There are other things breaking my heart. Other health problems in my family preventing much longed-for visits, the simple fact of going through a divorce, the fact that I'm so exhausted that I don't have the energy to dance. I'm sure that this post would be more well-suited to a blog post, but this tribe is about me and my art and well...this is the sort of stuff that will all come through in my next dances, that has been fueling and hindering my most recent ones.
I am the relentless, tenacious "The Show Must Go On" Girl. I have never had a problem putting my worries and woes aside when I get to a gig, dancing my heart out, and losing myself in the music and the moment. After all, the crap will all still be there when I come off the stage. But I finally encountered a block a few weeks ago. When I go to Janet's the week before the Durango show, I usually skid in with my hair on fire because it's the spring frenzy. I usually spend Monday and Tuesday twitching & drooling on the hammock for hours, absorbing as much of the canyon and garden and mesa as I can soak into my being, running katas on the deck and dancing with the hummin'birds, and rejuvenating. I also usually finish my choreographies those days, then practice the snot out of them on Wed., go for a shopping trip and massage sometime in there, and then chill on Thurs & Friday before dancing my heart out in what is almost always one of the best shows of my year.
That didn't happen this year. I flew by the hammock on Monday and didn't touch it again until Thurs. I didn't even dance until Friday. I finalized my choreographies on Thurs. but didn't have it in me to move. I spent the majority of Monday afternoon on the phone with Quest, setting up my new cyber and telephone life. I tried desperately for 3 days to catch up on the hundreds of emails in my inbox. I spent a great deal of time on the phone with my vet and the friends who were taking care of my cat and generously donating their time painting some more of my apartment to help alleviate the chaos of my life. Finally on Friday, I ran my katas on the deck, using Mesa Verde as my reference point. VERY needed, sturdy, unmoving rock for a homing beacon. I ran my dances too. Finally. Thankfully, this was my 5th annual time at this event and the people I worked with know me well enough to allow me to be human.
And isn't that what makes a dance inspiring? The human component, the place where we touch each other in familiar places or inspire each other to grow in who we are? I am grateful that all of the people who have brought me to their areas over the past year are so awesome. They've been an integral part of seeing me through to this point. Because this year has been...well, it has been one upheaval after another. Granted, some were amazing upheavals and some much-needed changes. But amazing upheavals are still massively stressful.

## Challenge A
Copy out every line of the listing that contains the string "banner", matching case exactly.
## Challenge B
Resume the post about dancing through a hard year, writing on from its final sentence.
The post about dancing through a hard year and the listing are unrelated to each other.

## Record extracts
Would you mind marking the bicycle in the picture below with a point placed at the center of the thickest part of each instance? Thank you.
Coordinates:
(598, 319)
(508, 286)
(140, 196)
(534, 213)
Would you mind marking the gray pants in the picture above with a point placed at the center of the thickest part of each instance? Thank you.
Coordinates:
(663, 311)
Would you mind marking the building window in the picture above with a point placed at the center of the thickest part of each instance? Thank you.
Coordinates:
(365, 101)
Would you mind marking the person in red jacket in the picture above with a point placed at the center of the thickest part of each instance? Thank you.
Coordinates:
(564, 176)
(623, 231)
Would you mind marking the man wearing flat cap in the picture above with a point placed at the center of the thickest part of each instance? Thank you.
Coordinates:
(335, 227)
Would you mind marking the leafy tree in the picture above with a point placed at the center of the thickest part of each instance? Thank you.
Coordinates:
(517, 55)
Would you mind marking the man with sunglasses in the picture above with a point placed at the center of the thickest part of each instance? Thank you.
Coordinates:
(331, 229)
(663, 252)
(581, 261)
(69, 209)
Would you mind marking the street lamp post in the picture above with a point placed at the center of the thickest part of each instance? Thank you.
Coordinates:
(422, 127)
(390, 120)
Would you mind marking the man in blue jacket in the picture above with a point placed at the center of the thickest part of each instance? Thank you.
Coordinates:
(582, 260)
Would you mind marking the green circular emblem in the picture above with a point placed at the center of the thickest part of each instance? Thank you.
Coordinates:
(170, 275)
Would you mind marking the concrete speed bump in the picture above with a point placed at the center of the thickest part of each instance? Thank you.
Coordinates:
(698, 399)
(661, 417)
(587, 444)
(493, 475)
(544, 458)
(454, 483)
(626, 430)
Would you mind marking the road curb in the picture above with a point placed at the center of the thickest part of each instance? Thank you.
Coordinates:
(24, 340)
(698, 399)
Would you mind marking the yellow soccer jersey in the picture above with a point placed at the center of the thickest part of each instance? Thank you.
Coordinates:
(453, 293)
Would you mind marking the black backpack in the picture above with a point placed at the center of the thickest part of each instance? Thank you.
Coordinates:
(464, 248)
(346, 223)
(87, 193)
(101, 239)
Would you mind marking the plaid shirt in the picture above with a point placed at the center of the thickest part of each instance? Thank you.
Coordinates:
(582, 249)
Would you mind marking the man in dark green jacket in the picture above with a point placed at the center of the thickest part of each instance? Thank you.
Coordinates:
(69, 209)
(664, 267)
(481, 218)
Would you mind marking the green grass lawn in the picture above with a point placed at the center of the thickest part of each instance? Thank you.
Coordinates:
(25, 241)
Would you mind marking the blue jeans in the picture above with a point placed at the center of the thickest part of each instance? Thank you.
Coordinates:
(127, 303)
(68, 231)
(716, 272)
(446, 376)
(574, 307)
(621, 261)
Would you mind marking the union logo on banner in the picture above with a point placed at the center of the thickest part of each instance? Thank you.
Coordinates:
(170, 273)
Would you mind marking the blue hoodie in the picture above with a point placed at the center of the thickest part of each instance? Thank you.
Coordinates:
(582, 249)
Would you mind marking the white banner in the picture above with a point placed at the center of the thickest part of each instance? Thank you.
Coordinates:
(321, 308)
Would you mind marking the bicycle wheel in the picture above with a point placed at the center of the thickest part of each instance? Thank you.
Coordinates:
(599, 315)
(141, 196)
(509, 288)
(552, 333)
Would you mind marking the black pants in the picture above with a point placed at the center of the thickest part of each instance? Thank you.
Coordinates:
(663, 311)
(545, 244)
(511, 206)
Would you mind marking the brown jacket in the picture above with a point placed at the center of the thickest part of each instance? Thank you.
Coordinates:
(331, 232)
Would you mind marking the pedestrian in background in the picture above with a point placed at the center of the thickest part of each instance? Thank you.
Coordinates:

## Task output A
Would you mind marking the union logo on banner in the picture above with a point placed at the center of the thickest part of each instance? Thank you.
Would you mind marking the white banner in the picture above with a point placed at the center of the thickest part of each instance? Thank you.

## Task output B
I will use it all as fodder. As Janet said, before handing me all of her cracked and broken pots to hurl off the deck and smash into the canyon rocks--"Use it!" And normally I do. I take all that emotion and channel it into whatever I am doing. I don't know why I had such a hard time doing that this time. I was just stuck. Immobilized. It is an anomaly to feel absolutely and completely stymied, especially when it comes to dancing. Because dance is my life's breath. It is how I express everything I feel. I ended up relying so heavily upon those around me, leaning so heavily on them and then sucking in everything that the audience gave me just so I would have something to give them back. And teaching...same thing. Without the love and encouragement and patience and hoorahs of all those people, I couldn't have pulled it off. Sure, I would have been up there executing moves to the music and delivering my theories in class because I'm a professional and my body can go on auto-pilot. But that's not ME. I give everything I have and this time, my tank was on empty. But I suppose it is the exchange between dancer and audience, between teacher and student that truly creates the special moment, not just what is being delivered. I needed everyone so badly. And my chant that I've clung to in this whole process of taking such leap out on my own came true: "My friends and family won't let me fall." And they haven't. Since my car wreck, I have been dependent upon someone else to provide me with a home, food, transportation, etc. And this experience has reminded me--I still am. Now it's just a much broader, worldly reliance.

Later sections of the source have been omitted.